_PROBLEMA A_:
Responda, com base no excerto abaixo, a cada pergunta numa linha própria, marcada como a pergunta:
(i) Em que data ocorreu o mal-estar durante a representação de “La Valse des Toréadors”?
(ii) Quanto tempo durou a permanência no hospital Necker?
(iii) De quantos títulos é o total da filmografia indicado?
_PROBLEMA B_:
Reproduza sem qualquer alteração a parte do excerto abaixo que abre com as palavras que contêm "A 21 de Março" e fecha com "com novo enfarte.".
===== EXCERTO SELECIONADO
A 21 de Março de 1975, enquanto
representava no teatro “La Valse des Toréadors”, sente-se mal, e é-lhe diagnosticado
um enfarte de miocárdio. No hospital, pouco depois, recai com novo enfarte.
Permanece dois meses no hospital Necker, recupera, mas condiciona a partir daí
toda a sua actividade. Herda parte e compra a restante do castelo de Clermont,
onde passa a descansar nos intervalos de filmagens. Casado com Germaine Louise
Elodie Carroyer (1936 - 1942) e Jeanne De Funès (1943 - 1983), esta última
sobrinha de Guy de Maupassant.
Filmografia
essencial (de um total de 157 títulos) / como actor: 1945: La
Tentation de Barbizon, de Jean Stelli; 1947: Antoine et Antoinette (O Tonio e a
Toninhas), de Jacques Becker; 1951: La poison, de Sacha Guitry; 1952: Ils
étaient cinq, de Jack Pinoteau; Les Dents longue, de Daniel Gélin; 1953: La Vie
d'un honnête homme, de Sacha Guitry; 1954: Les Intrigantes, de Henri Decoin; 1955:
Napoléon (Napoleão), de Sacha Guitry; Si Paris nous était conté (Se Paris
falasse...), de Sacha Guitry; 1956: La Traversée de Paris (Ao Longo de Paris),
de Claude Autant-Lara; 1960: Le Capitaine Fracasse (O Capitão Sem Medo), de
Pierre Gaspard-Huit; Candide ou l'optimisme au XXe siècle, de Norbert
Carbonnaux; 1961: La Belle Américaine (A Bela Americana), de Robert Dhéry; 1964:
Le gendarme de Saint-Tropez (O Gendarme de Saint Tropez), de Jean Girault; Fantômas
(Fantomas), de André Hunebelle; 1965: Le Corniaud (O Oportunista), de Gérard
Oury; Le gendarme à New York (O Gendarme em Nova Iorque), de Jean Girault; Fantômas
se déchaîne (Fantomas Passa ao Ataque), de André Hunebelle; 1966: Le Grand
Restaurant (O Grande Restaurante), de Jacques Besnard; La Grande Vadrouille (A
Grande Paródia), de Gérard Oury; Fantômas contre Scotland Yard (Fantomas Contra
a Scotland Yard), de André Hunebelle; 1967: Les grandes vacances (As Férias
Grandes), de Jean Girault; Oscar (Onde está o Oscar?), de Édouard Molinaro;
1968: Le Petit Baigneur (O Pequeno Banhista), de Robert Dhéry; Le tatoué (Com a
Fortuna às Costas), de Denys de La Patellière; Le gendarme se marie (O Gendarme
Casa-se), de Jean Girault; 1969: Hibernatus (O Avozinho Congelado), de Édouard
Molinaro; 1970: L'homme orchestre (O Homem Orquestra), de Serge Korber; Le
gendarme en balade (O Gendarme em Férias, de Jean Girault; 1971: Sur un arbre
perche (Numa Árvore Empoleirado), de Serge Korber; Jo (Um Buraco no Coreto), de
Jean Girault; La folie des grandeurs (A Mania das Grandezas), de Gérard Oury;
1973: Les aventures de Rabbi Jacob (As Aventuras do Rabi Jacob), de Gérard
Oury; 1976: L'aile ou la cuisse (O Peito ou a Perna), de Claude Zidi; 1978: La
Zizanie (O Incorrigível Teimoso), de Daubray-Lacaze;1979: Le gendarme et les
extra-terrestres (O Gendarme e os Extraterrestres), de Jean Girault; 1980:
L'avare (O Avarento), de Louis de Funès e Jean Girault; 1981: La Soupe aux
choux, de Jean Girault; 1982: Le gendarme et les gendarmettes (O Gendarme e as
Gendarmetas), de Ludovic Cruchot.
==========
===== LINHAS APRESENTADAS
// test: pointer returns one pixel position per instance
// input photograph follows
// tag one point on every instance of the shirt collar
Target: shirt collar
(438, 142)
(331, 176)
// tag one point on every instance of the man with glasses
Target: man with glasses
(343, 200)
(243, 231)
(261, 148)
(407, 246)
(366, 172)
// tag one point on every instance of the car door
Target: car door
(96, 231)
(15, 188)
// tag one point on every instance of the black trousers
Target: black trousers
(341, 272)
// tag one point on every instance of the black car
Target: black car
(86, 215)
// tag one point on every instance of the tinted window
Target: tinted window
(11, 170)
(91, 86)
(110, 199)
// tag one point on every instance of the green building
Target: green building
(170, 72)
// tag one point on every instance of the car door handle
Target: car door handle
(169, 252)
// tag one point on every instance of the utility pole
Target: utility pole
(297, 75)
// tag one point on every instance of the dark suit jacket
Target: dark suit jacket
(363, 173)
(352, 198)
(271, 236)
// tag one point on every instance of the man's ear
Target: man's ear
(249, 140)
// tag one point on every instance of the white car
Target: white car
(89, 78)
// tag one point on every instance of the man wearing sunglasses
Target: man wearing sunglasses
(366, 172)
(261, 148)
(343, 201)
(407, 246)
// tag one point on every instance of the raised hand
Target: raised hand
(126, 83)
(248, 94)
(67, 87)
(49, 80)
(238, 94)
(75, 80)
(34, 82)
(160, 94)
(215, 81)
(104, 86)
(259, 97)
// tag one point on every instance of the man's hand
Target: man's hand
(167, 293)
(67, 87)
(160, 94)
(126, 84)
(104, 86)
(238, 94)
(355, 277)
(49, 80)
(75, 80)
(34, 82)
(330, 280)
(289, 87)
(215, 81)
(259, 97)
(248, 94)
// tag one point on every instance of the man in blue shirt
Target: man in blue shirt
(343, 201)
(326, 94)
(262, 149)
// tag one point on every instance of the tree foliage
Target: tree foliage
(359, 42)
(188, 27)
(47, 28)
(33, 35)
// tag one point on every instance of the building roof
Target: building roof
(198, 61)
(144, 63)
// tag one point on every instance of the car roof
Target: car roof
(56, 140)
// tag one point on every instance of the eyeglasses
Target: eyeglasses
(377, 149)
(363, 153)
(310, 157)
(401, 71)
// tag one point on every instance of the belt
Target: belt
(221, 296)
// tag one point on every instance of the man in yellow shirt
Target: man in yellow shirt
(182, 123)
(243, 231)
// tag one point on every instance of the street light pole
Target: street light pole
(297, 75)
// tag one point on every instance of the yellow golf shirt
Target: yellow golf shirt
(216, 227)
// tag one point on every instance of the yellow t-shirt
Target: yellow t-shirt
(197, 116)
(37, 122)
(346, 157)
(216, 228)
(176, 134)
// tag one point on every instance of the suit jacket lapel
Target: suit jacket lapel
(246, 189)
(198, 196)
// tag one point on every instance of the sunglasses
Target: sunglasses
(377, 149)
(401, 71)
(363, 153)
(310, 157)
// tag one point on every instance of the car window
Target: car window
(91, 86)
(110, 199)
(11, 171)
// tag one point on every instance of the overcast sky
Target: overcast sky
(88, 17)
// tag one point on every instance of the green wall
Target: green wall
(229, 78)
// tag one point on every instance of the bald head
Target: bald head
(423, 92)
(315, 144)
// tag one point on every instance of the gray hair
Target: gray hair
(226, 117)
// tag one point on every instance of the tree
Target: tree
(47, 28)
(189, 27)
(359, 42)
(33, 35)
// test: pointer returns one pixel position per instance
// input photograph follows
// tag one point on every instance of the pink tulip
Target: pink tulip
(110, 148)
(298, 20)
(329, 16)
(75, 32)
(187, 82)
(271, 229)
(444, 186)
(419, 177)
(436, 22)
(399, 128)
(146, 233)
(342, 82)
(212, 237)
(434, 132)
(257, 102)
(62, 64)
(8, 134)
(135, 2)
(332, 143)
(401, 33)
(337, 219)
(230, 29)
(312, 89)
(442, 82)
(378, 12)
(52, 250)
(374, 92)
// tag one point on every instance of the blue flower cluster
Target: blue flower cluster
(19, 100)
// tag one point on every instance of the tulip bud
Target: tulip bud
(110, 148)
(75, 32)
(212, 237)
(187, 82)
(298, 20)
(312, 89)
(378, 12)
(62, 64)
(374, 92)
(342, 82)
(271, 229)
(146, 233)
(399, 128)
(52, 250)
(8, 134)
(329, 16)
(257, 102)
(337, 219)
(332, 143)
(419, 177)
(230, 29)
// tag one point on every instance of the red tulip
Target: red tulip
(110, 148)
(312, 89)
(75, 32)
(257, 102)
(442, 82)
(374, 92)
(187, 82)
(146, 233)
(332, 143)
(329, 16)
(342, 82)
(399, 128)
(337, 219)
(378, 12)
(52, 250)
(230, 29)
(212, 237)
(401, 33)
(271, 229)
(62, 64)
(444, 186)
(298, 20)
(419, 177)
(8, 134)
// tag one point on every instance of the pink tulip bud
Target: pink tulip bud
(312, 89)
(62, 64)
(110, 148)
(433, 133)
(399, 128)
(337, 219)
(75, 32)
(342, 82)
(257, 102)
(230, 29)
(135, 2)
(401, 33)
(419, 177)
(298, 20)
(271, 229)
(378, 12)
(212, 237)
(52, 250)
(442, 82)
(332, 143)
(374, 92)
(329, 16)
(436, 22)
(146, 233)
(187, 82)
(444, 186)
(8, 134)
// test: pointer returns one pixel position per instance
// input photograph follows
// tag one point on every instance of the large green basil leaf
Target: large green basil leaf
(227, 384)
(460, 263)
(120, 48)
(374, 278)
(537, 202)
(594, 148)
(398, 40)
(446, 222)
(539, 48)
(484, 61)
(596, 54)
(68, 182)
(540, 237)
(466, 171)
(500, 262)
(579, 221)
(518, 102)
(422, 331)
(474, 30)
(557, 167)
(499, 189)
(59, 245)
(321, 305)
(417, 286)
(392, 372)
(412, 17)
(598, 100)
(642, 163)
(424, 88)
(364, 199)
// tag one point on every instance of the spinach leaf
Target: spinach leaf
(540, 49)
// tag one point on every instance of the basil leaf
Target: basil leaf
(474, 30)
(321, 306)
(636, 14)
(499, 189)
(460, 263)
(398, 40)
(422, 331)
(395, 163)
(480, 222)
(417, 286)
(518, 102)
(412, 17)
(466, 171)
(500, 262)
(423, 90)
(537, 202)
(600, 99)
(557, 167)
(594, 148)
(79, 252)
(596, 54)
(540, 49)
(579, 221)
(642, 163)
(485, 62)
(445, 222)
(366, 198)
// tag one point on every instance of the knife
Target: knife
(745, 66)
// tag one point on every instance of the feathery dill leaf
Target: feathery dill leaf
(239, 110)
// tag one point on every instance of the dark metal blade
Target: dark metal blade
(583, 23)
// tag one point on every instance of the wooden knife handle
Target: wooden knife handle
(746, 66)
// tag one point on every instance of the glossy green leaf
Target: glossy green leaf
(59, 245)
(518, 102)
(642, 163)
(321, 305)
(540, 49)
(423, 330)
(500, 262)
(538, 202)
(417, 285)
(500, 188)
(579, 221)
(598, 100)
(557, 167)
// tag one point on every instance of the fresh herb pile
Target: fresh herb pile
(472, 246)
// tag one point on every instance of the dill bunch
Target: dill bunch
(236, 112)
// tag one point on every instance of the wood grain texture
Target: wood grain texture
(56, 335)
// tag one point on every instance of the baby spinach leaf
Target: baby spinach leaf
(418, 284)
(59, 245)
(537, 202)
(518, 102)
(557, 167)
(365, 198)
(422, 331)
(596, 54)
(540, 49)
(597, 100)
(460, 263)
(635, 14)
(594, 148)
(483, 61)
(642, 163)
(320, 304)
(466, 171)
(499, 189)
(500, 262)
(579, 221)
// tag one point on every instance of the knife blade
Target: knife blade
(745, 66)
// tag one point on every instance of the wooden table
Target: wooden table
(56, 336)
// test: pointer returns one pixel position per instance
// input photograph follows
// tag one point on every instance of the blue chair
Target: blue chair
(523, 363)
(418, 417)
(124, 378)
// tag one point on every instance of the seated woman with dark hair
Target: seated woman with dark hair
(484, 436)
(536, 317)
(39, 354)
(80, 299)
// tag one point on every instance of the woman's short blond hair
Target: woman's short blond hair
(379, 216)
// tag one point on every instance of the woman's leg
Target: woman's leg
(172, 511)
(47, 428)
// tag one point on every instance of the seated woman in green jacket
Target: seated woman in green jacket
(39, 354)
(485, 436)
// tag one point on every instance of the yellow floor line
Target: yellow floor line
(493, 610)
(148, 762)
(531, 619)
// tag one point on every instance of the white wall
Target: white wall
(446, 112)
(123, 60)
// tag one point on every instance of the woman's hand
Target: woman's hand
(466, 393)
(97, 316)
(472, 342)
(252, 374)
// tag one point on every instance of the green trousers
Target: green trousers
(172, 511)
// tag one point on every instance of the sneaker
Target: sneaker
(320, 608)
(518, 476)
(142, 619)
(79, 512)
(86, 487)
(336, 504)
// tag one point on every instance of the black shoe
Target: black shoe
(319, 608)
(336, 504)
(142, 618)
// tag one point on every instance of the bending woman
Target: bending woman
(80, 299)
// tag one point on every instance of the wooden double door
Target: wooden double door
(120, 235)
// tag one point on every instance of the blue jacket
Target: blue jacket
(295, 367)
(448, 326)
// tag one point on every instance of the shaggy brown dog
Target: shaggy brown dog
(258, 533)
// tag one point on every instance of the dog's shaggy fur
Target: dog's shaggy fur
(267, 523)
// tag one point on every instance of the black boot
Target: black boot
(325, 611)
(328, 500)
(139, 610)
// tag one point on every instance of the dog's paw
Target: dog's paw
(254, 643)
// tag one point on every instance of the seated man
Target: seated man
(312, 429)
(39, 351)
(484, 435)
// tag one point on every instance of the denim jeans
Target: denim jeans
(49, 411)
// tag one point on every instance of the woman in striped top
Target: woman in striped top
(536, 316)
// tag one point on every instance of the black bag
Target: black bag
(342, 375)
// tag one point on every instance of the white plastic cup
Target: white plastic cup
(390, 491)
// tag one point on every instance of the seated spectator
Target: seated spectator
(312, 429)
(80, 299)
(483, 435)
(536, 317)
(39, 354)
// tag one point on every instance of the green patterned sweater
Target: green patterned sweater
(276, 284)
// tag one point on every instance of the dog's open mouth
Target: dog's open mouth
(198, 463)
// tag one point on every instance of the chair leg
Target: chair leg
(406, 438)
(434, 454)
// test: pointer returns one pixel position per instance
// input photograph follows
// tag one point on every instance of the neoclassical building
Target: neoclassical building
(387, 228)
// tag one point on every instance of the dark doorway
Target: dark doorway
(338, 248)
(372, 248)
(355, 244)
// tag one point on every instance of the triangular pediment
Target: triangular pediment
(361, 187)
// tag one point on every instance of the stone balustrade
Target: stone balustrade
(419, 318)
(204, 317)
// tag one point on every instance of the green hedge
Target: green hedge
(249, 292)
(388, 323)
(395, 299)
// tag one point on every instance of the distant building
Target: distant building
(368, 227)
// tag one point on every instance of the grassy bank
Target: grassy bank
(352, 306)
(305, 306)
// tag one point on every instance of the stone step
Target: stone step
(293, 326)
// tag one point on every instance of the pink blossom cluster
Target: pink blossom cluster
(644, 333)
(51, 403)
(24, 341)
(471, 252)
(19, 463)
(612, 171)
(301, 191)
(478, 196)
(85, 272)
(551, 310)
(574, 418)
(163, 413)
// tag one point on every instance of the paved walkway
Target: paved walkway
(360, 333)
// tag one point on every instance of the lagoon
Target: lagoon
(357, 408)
==========
_CAIXA DE RESPOSTA A_:
(i) 21 de Março de 1975
(ii) Dois meses
(iii) 157 títulos

_CAIXA DE RESPOSTA B_:
A 21 de Março de 1975, enquanto
representava no teatro “La Valse des Toréadors”, sente-se mal, e é-lhe diagnosticado
um enfarte de miocárdio. No hospital, pouco depois, recai com novo enfarte.